As we prepare
for Advent and the new church year, I am trying to figure out the best way to
get myself through a season that now bears painful as well as joyful
associations. It is usually difficult enough for newly bereaved people to make
it through their first holiday season, but I will have a particularly
challenging time of it for two reasons. My wife died last year shortly before
Christmas. What’s more, her fatal stroke occurred on my birthday, whose
proximity to Christmas has always brightened this season for me. Now I need to
figure out how to mark those occasions so as to recognize both the joy and the
horror.
I’ve decided to
start with the lyrics to a song that has moved me deeply
the past few years at this time: Noel Paul Stookey’s “Christmas Dinner.”
And it came to
pass on a Christmas evening
While all the doors were shuttered tight
Outside standing, a lonely boy-child
Cold and shivering in the night.
This, of
course, is the paradox of Advent. A young boy comes into the world, yet it is
not in the midst of plenty but in a poor and meager place because the doors of
those who could give in abundance were shut and barred to keep strangers out. It
is a strange kind of joy that must stand cold and shivering because the night
envelops it, the taint of death ever-present even at birth. But note that it is
of this child that we long to hear, because his predicament touches our common
humanity.
On the street
every window
Save but one was gleaming bright
And to this window walked the boy-child
Peeking in saw candlelight.
Why did the boy
go to the one window that was dark: that seemingly had the least to offer? Yes,
he may have felt himself unworthy, but perhaps there is also something about
darkness that draws us as no mere light can do. Darkness is deep and rich and
welcoming, and the faint glow of candles warms the heart.
Through other
windows he had looked at turkeys
And ducks and geese and cherry pies
But through this window saw a gray-haired lady
Table bare and tears in her eyes.

Named object pointing entries:
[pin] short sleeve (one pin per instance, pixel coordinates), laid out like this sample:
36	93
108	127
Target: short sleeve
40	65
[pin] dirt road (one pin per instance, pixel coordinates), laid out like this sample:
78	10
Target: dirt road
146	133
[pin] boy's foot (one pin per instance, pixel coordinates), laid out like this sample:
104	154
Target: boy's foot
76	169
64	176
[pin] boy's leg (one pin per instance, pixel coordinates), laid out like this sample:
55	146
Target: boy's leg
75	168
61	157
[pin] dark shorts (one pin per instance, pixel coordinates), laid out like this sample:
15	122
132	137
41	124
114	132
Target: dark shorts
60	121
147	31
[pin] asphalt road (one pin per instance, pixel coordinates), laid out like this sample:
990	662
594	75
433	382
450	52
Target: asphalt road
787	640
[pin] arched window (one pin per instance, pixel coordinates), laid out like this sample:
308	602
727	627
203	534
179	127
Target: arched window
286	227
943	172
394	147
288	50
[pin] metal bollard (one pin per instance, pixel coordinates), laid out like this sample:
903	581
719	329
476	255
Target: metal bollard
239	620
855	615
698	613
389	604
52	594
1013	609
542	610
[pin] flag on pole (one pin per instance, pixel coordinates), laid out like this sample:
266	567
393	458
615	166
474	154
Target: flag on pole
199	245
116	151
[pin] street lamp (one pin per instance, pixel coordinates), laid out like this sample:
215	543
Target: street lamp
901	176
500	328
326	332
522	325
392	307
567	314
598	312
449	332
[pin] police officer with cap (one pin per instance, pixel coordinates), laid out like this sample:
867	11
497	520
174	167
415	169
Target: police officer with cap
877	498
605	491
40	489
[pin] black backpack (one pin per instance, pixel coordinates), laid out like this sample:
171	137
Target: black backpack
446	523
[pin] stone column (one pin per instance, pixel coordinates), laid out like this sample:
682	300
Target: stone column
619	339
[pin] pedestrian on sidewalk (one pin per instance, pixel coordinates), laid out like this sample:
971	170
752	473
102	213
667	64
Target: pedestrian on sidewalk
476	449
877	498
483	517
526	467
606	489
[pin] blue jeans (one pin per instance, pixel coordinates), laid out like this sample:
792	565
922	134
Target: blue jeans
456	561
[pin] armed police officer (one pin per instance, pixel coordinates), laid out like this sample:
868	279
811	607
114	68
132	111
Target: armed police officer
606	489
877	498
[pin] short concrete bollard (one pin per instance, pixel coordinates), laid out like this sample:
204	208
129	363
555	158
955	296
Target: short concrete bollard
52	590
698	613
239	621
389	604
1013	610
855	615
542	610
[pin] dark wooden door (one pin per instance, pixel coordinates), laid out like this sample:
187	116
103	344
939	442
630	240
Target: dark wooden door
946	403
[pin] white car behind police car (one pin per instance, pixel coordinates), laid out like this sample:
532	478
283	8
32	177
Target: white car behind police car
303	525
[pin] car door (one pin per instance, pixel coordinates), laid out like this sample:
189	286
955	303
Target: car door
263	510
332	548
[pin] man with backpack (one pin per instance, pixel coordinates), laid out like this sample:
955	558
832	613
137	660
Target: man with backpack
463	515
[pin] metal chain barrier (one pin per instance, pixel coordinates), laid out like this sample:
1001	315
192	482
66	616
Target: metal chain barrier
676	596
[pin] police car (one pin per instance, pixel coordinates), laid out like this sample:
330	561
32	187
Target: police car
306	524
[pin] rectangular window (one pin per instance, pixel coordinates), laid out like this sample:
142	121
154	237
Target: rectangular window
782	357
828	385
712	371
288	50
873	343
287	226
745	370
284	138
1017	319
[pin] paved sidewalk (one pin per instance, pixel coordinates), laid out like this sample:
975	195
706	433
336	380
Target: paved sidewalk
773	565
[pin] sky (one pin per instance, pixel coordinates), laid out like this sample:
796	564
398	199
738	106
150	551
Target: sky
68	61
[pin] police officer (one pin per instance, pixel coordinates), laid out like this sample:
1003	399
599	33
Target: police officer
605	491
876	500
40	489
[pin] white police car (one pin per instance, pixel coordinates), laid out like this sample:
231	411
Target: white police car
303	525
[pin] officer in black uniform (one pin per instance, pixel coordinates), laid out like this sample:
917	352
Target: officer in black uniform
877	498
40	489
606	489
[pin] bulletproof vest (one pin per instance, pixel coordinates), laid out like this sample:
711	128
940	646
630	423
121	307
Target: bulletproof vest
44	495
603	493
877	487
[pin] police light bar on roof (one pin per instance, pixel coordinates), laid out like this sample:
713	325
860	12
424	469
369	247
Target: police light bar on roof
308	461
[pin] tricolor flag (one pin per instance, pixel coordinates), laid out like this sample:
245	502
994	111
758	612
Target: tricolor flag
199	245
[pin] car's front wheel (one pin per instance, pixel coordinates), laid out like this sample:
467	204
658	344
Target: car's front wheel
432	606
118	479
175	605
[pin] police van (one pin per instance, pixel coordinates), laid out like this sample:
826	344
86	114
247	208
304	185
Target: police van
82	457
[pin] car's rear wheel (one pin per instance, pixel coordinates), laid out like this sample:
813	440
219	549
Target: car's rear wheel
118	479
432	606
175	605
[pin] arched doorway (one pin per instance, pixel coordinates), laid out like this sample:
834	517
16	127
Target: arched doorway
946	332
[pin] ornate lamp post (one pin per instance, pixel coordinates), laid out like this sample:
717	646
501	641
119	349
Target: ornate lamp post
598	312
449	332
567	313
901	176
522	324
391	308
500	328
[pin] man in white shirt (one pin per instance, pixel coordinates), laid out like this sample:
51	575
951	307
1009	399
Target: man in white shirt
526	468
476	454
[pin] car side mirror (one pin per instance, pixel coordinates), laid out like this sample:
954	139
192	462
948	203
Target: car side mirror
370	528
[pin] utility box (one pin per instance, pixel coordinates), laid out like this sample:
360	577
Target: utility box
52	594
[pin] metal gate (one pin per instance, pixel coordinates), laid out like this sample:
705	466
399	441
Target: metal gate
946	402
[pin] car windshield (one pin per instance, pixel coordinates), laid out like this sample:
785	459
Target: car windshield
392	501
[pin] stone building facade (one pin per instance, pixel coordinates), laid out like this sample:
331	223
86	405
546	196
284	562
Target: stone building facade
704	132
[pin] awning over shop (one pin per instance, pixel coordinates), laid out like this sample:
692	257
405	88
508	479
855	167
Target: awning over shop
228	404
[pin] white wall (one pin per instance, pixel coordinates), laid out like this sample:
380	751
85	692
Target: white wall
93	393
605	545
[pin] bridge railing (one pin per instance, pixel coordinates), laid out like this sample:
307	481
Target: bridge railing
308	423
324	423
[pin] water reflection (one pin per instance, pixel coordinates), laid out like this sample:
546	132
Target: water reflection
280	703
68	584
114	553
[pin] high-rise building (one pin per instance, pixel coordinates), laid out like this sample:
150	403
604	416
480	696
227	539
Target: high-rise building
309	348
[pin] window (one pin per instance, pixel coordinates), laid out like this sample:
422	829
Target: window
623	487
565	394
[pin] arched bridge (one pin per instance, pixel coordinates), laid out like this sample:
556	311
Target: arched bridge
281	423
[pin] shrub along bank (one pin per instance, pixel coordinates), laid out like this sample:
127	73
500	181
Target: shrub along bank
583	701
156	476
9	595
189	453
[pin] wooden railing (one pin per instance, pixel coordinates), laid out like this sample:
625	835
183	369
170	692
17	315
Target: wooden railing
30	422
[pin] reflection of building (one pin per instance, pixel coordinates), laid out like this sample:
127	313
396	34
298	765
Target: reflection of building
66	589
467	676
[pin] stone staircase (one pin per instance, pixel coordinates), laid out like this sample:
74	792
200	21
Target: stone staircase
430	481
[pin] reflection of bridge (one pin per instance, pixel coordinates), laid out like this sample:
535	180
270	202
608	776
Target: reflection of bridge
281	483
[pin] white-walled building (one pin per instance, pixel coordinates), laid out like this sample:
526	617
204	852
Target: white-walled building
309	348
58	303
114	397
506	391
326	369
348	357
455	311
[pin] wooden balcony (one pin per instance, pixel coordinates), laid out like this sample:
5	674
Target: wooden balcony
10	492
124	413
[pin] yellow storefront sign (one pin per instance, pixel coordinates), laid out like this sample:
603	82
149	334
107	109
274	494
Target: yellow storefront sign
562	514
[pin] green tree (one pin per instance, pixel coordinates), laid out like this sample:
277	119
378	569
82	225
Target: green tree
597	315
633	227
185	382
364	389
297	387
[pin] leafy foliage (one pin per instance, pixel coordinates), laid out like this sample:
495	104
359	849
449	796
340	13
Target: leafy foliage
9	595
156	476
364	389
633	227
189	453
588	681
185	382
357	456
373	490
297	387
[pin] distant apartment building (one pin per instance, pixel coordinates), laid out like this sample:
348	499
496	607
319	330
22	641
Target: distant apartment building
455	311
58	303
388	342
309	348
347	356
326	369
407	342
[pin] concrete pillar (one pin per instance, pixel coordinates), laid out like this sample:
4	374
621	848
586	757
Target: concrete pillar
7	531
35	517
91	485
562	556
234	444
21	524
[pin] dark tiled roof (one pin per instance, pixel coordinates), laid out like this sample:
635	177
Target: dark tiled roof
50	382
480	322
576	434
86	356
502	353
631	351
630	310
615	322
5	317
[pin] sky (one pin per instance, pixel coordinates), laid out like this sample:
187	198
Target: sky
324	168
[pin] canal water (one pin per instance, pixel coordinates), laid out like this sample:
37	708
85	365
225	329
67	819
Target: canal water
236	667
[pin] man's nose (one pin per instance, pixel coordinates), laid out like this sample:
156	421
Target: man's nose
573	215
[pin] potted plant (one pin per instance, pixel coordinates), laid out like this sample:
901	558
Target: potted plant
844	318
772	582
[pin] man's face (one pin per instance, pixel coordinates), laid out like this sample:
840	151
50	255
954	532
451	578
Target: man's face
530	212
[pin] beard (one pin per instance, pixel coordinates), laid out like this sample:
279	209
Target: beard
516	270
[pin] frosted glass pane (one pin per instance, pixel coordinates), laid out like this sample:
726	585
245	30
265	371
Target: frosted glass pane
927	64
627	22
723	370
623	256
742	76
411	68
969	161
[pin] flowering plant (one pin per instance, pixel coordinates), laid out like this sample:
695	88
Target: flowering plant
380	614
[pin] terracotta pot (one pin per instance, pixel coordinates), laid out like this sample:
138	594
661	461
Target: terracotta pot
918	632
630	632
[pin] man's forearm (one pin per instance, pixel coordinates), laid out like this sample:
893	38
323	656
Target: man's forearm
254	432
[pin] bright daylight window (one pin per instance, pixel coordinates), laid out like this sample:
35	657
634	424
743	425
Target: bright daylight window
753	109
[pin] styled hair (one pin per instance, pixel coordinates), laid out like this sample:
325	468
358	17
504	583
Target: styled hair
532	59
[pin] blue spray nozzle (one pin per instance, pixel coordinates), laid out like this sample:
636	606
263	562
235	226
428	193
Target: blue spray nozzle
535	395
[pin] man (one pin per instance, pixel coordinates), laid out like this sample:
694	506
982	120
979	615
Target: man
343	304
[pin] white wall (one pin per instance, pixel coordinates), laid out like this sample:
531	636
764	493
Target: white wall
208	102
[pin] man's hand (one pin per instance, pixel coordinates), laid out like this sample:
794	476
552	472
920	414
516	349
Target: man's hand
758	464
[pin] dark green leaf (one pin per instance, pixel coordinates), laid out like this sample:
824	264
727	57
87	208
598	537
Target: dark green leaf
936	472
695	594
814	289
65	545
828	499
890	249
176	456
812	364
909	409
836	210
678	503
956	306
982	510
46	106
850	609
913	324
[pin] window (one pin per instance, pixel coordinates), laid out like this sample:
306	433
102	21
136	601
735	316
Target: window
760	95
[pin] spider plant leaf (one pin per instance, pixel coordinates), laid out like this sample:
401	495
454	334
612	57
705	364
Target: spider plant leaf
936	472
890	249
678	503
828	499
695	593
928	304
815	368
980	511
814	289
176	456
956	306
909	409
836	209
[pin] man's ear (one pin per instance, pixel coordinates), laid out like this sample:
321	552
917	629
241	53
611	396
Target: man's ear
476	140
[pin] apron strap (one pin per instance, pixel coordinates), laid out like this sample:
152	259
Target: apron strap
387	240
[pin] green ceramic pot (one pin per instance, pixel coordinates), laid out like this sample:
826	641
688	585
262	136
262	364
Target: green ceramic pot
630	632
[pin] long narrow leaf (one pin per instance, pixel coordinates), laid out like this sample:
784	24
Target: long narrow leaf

• **GIVEN REQUEST A**
Name every food the boy sees through the other windows in the song lyrics quoted in the Advent reflection.
• **GIVEN REQUEST B**
From the Advent reflection, write out everything from "Why did the" down to "warms the heart.".

• **FULL RESPONSE A**
turkeys, ducks, geese, cherry pies

• **FULL RESPONSE B**
Why did the boy
go to the one window that was dark: that seemingly had the least to offer? Yes,
he may have felt himself unworthy, but perhaps there is also something about
darkness that draws us as no mere light can do. Darkness is deep and rich and
welcoming, and the faint glow of candles warms the heart.